(Saved entries)
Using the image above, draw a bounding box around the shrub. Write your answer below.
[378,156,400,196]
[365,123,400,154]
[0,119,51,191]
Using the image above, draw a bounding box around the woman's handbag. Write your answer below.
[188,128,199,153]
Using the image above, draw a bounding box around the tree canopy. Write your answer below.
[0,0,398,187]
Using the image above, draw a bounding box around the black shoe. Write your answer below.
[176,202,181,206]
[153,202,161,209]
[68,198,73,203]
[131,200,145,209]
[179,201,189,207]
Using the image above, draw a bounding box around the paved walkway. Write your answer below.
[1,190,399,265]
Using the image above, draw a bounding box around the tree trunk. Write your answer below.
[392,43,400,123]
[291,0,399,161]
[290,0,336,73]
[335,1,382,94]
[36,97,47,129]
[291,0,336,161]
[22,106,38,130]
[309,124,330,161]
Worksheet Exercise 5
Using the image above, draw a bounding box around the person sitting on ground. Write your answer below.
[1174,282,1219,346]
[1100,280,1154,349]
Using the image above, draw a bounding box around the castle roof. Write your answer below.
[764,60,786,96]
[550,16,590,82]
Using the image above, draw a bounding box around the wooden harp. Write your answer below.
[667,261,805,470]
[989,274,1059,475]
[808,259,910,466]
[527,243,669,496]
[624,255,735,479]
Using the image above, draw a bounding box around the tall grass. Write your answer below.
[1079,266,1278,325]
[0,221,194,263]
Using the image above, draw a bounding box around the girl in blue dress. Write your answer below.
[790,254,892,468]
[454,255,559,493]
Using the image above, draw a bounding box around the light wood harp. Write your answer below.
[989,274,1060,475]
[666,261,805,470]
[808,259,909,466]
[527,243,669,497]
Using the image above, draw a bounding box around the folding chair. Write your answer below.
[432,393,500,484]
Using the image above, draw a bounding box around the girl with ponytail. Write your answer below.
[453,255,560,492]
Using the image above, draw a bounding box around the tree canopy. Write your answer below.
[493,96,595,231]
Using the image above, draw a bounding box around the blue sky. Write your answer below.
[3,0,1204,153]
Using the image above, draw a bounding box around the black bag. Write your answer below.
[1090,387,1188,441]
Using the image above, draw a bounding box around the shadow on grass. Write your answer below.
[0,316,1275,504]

What you are asked to do: All the records above need to be output exactly, with none omitted.

Answer box:
Using the image above, draw a bounding box around the shrub. Write your answer below.
[378,156,400,196]
[365,123,400,154]
[0,119,51,191]
Using the image above, draw a bounding box around the woman's handbag. Write your answer below.
[188,128,199,153]
Using the image above, draw a bounding box around the tree canopy. Write your answer below.
[0,0,398,187]
Using the image above, draw a bounding box around the black shoe. Write your answer below.
[176,202,181,206]
[153,202,161,209]
[68,198,73,203]
[131,200,145,209]
[179,201,189,207]
Using the image above, draw a bounding box around the paved walkway. Write your answer below.
[1,190,399,265]
Using the image above, draw a bounding box around the tree trunk. Write your answer below.
[392,43,400,123]
[291,0,399,161]
[290,0,336,73]
[335,1,382,94]
[36,97,47,129]
[291,0,336,161]
[22,106,38,130]
[309,124,330,161]
Worksheet Exercise 5
Using the image above, draw a bounding box around the person sitting on ground. Write your answer below.
[1174,282,1219,346]
[1100,280,1154,349]
Using the image above, draw a bounding box around the castle roof. Write your answer below.
[764,60,786,96]
[550,16,590,82]
Using the image above, draw a bounding box around the wooden harp. Write your answer below.
[667,261,805,470]
[989,274,1059,475]
[808,259,910,466]
[527,243,669,496]
[624,255,735,479]
Using the image above, draw a bounding box around the tall grass. Write your answer below.
[1079,266,1278,325]
[0,221,194,263]
Using the image above, draw a bounding box around the girl in blue dress. Write your answer below.
[790,254,892,468]
[454,255,559,493]
Using the image above, draw a bounding box around the light wood harp. Write your answer below.
[989,274,1060,475]
[666,261,805,470]
[808,259,909,466]
[527,243,669,497]
Using the image above, draw a bounding box around the folding chair. Write your answer below.
[432,393,500,484]
Using the image above, draw a bounding box around the girl with ponytail. Write your answer below.
[453,255,560,492]
Using the image above, draw a bounding box around the tree canopy. Write your answer below.
[493,96,595,231]
Using the image above, draw a bounding box around the blue sky. Write your answer below.
[3,0,1204,153]
Using the image above, draw a bounding box around the black bag. Write your answer below.
[1090,387,1188,441]
Using the image above, draw a bounding box around the shadow on grass. Write your answer below.
[0,316,1275,504]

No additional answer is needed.